**INSTRUCTIONS FOR THE TASK**. None of the images should appear in your copy. Transcribe the data in full.

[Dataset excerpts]

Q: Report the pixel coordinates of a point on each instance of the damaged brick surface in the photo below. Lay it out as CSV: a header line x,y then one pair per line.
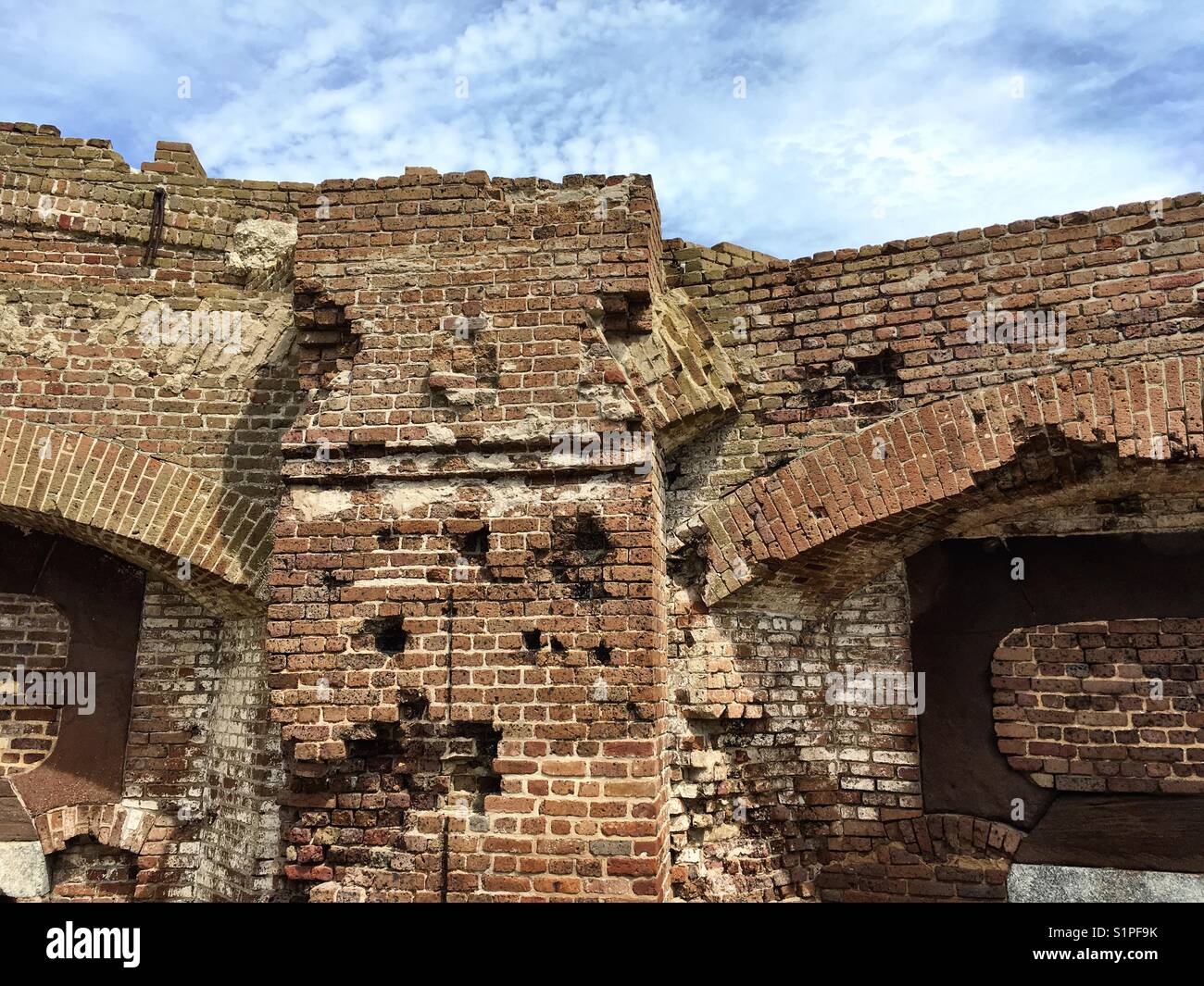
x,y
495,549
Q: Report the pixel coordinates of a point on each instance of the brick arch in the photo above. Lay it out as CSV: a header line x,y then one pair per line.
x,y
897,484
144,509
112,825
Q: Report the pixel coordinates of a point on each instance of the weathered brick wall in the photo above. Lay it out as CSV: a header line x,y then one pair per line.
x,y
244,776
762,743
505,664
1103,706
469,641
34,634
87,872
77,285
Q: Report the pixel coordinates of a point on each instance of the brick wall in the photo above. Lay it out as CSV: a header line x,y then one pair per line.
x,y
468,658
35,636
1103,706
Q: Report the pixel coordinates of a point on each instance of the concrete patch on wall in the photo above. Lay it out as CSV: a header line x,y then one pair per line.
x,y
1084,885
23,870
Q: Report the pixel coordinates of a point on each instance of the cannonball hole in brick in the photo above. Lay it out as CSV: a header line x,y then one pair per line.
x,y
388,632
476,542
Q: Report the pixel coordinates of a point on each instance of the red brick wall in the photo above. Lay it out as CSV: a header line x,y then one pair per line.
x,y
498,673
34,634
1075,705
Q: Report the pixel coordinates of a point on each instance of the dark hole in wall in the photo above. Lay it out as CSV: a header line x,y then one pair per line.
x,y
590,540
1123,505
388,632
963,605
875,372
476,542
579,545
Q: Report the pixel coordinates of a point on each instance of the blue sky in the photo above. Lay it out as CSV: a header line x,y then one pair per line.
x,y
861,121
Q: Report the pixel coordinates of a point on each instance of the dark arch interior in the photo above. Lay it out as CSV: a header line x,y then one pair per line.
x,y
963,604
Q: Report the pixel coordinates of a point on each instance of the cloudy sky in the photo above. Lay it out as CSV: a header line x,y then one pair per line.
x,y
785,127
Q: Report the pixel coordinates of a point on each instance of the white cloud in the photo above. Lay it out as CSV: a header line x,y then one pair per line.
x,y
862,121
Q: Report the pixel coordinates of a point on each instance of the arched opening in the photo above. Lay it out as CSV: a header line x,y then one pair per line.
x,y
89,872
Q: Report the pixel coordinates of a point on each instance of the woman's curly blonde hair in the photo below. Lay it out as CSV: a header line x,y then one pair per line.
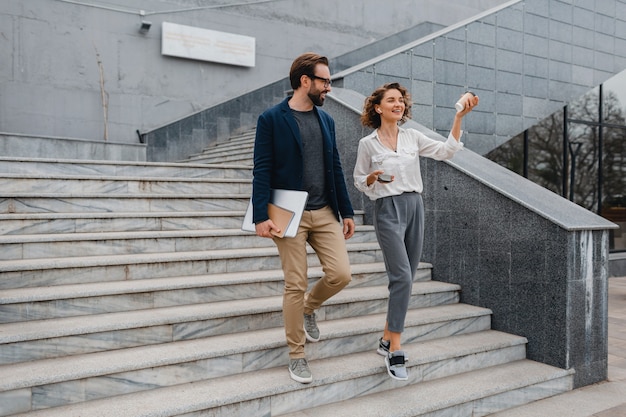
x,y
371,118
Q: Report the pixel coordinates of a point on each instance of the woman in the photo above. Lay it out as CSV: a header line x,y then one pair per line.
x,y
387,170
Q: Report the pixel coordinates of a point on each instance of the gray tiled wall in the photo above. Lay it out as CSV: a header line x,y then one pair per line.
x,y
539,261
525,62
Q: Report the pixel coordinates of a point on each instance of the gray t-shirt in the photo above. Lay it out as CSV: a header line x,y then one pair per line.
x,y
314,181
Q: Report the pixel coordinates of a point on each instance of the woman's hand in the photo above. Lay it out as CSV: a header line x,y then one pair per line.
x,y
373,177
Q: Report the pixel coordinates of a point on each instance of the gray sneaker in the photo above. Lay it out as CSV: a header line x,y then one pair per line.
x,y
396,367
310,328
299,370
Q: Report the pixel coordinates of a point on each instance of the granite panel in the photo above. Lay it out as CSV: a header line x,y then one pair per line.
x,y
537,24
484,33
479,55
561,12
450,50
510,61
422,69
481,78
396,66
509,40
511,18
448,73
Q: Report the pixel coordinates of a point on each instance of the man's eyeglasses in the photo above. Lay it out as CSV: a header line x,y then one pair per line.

**RESPONSE FOR THIS EXERCISE**.
Q: Report the pixel coordinates of a point on each instance of the damaged brick surface in the photo below. Lay it out as CSV: a header line x,y then one pair per line.
x,y
495,549
Q: Report the pixel coordinates of a point on each instance of the brick arch in the photo above. Lay it out as CSV: a header line x,y then one pair per line.
x,y
897,484
144,509
112,825
Q: Report the pixel coordinates of a point on each instance of the weathered brick wall in the photo above. Lay it out as CSV: a header line x,y then one pair per line.
x,y
244,776
762,743
505,664
1103,706
469,641
34,634
87,872
77,285
Q: Report the pixel coordinates of a point on each instance of the brick wall in the photo above. Lay it out as CSV: a header line x,y then one pair per line.
x,y
468,658
35,636
1103,706
Q: Report the pixel coordinates of a point on each instance of the concrete patch on wall in the photo above. Lay it out as CSV: a header line x,y then one pair per line.
x,y
1084,885
23,870
Q: Report the pixel coordinates of a point on each instance of the cannonball hole in brick in the photo above. Lay it out as CSV: a header line x,y then one pair per line.
x,y
388,632
476,542
Q: Report the pixel coordinates of a point on each instance of the red brick wall in the photo above. Lay it out as CSV: a header line x,y then one pair per line.
x,y
498,673
34,634
1075,705
Q: Report the pixel coordinates of a point on each instance of the dark hole in wall in the photo above. Lay it out as CSV: a header line x,y then one pair per line.
x,y
590,540
1123,505
388,632
963,605
875,372
476,542
579,545
Q: Report the pixel coordinates of a point on each instance of the blue sky in the photo above. Lay it out as CSV: a header line x,y then one pair per line.
x,y
861,121
Q: Report the pixel coordinates of a point on each instance of the dark arch interior in the photo above. Lay it out as CSV: a header line x,y then one pair per line.
x,y
963,604
Q: Report the pixel coordinates of a point on each instance of the cloudy sky in the photo above. Lay it out as CSV: a header line x,y then one pair per line.
x,y
785,127
Q: Report the pixel coordinates of a point on each instance of the white cloud in the photo above. Lay it out as CSV: a header line x,y then one pair per line.
x,y
862,121
Q: Report the pixel coordinates of a point on each instance of the arched opening in the photo above. Lay it out as CSV: a header line x,y then one pair per line.
x,y
89,872
Q: Report the pixel coordinates of a point on each instance of the woman's curly blonde hair in the photo below. Lay it out as CSV: a header line x,y then one pair per line.
x,y
371,118
Q: Report the pixel coordinates of a point on each instance of the woman in the photo above. Lay it out as CSV: a header line x,y then one pair per line.
x,y
387,170
Q: Report the pixel coordinates of a point on each instance of the gray tiled wall in the photo above. Lay it out as CSV: a header line x,y then one pair per line.
x,y
539,261
525,62
Q: Report the pixel coordinates of a point on each instance of the gray t-shirt in the photo above. Lay it out as CSV: a header line x,y then one pair per line.
x,y
314,181
Q: Report the pixel coordinates of a point on each instance of the woman's hand in the photo above. Lay it out as CSV: a header line x,y then one pair per line.
x,y
373,177
Q: Report the pixel coordinates of a point on each instance of the gray sneaker in the photo above. Lay it out as CSV: a header line x,y then one pair per line.
x,y
396,367
310,328
299,370
Q: Report the pixel coordinates of a point on each instance of the granite panel in the photo above. Lay it out as CSV: a header line x,y then one pair per line.
x,y
537,24
484,33
479,55
561,12
450,50
510,61
422,69
481,78
396,66
509,40
511,18
448,73
Q: Report the pixel coordinates of a point on each instance of the man's eyeglasses in the photo above. Lay it out as CSV: a header line x,y then one pair per line.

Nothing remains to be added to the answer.